Quoted passage:
Tuesday, July 2, 2013

Rail’wayward’


If you wish to escape to Bangalore from the “unbearable” Chennai heat in the air-conditioned comfort of Shatabdi Express, think again.
The Indian railways’ recent decision to “upgrade” the coaches of that train by installing television screens in them, has, in effect, downgraded the sensibilities of passengers having to travel amid the cacophony of pure, unadulterated film music.
A travel by Shatabdi to Bangalore is anyway irritatingly punctuated by the catering department, from the sinful snack tray that ushers in the journey to the overloaded and overflowing dinner platter for that climactic ending.
But the torture is now magnified by the continuous cacophony of “fresh from the oven” raunchy film songs that comes packaged with provocative movements. What is very disturbing is that the railway ticket does not carry a U, UA or A certification. The coaches are indeed full of children, running up and down the aisle. Now, they have a distasteful baby-sitter, blaring raucous songs accompanied by gyrating pelvises and heaving bosoms.
The point is: Is film dance and music the only entertainment for us? Television channels observe even Gandhi Jayanti with “superhit” films, sponsored by videshi colas.
But why did the glorious Indian Railways succumb to this lewd temptation? The old and prestigious institution can surely sense aesthetics and introduce a low-volume, high-interest package on television. It could be a circus show, a gymnastic presentation, an animal channel, anything but these suggestive visuals. Is the Indian Railways listening?


Wednesday, June 12, 2013

Chaos or custom-made cities?

Dataset entries:
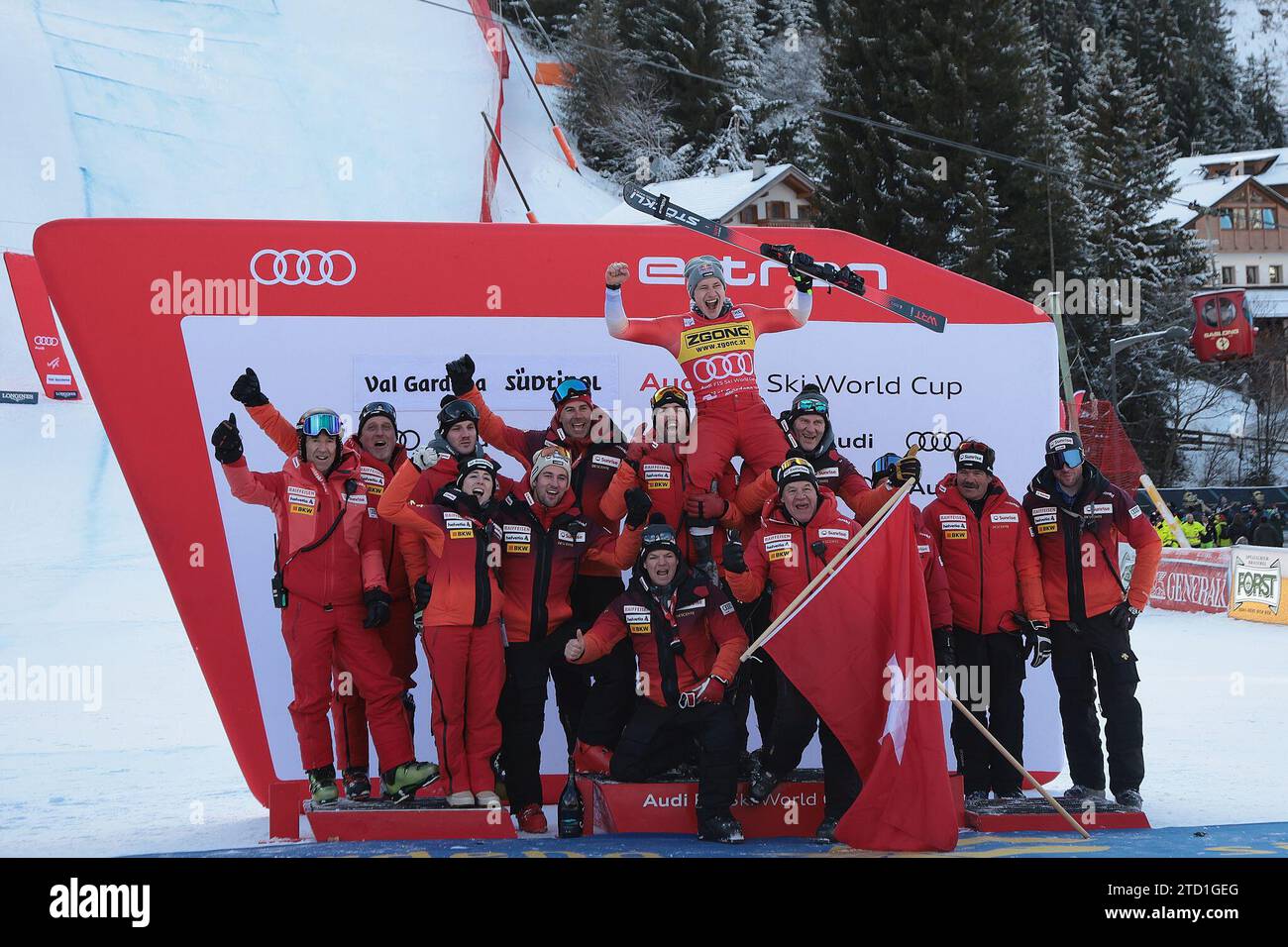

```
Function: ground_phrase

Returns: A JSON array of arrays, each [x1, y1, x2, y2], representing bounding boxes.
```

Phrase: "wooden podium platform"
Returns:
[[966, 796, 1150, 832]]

* * *

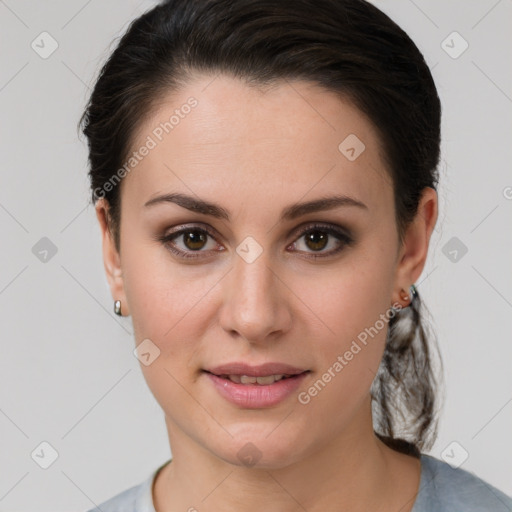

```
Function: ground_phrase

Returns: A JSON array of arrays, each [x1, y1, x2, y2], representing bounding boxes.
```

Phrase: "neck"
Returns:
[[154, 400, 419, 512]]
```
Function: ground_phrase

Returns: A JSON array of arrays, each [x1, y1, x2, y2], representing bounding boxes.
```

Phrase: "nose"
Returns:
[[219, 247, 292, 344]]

--

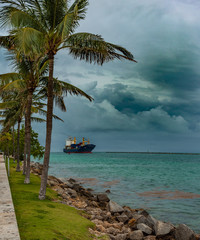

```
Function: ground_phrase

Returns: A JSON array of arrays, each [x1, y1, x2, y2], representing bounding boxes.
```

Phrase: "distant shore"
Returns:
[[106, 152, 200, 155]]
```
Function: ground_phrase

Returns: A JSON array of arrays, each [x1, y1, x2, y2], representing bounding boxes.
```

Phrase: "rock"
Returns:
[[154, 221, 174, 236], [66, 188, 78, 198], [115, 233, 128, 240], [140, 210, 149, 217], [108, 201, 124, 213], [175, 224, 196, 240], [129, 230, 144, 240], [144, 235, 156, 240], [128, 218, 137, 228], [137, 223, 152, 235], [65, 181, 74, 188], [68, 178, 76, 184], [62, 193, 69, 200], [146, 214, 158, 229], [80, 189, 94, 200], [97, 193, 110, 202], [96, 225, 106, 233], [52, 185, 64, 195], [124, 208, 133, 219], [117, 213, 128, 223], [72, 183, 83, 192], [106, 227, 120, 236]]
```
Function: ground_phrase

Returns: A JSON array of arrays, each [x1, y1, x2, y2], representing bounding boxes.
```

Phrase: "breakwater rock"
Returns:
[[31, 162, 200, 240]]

Work task A:
From the blog page about television screens on the Shatabdi Express, list the kinds of programming it proposes the railways could show instead of film songs.
Work task B:
Write the next part of the blog page about television screens on the Shatabdi Express, starting with the post under the heading "Chaos or custom-made cities?"

Expected output A:
- a circus show
- a gymnastic presentation
- an animal channel

Expected output B:
A river cruise takes me till the area where the sea takes over. The port is Malaca. The river is dotted on both sides with beautiful, old quaint buildings. Portuguese architecture vies for attention with stunning Dutch and English buildings along the way, as old-style bridges connect the opposite sides.  There is a connect, after all. The connect of the ancient and modern; of an antiquated post office building and an internet cafĂ©; of the gastronomic excellence of a Nasi lemak and the ever-present pizza-burger; of ancient churches and the new temples of worship: malls.
The first Dutch ship to have landed in Malaca has been redesigned as a museum for the younger generation to understand the dynamics of a nation, born out of maritime trade relations between East and West. This southern Malaysian port is sleepy, but it had once been a hub of active trade, and one of the inspirations of European colonial ambition. Today, it stands as a mere reminder of the past. The aggressive sophistication of the present has conveniently swept those memories under gorgeous Persian carpets, desperately being preserved by standalone connoisseurs.
But this was one of the small pieces of Malaysia one can taste. The rest of the cities are like any other. The buildings, the flyovers, the malls, the brands, the food: there is no sense of heterogeneity. They all look alike. Probably they would in any city in the world, what with its indistinguishable flavours of burgers, pizza and mall “getaways” stocking identical brands . Is there anything native about a place today? I doubt it.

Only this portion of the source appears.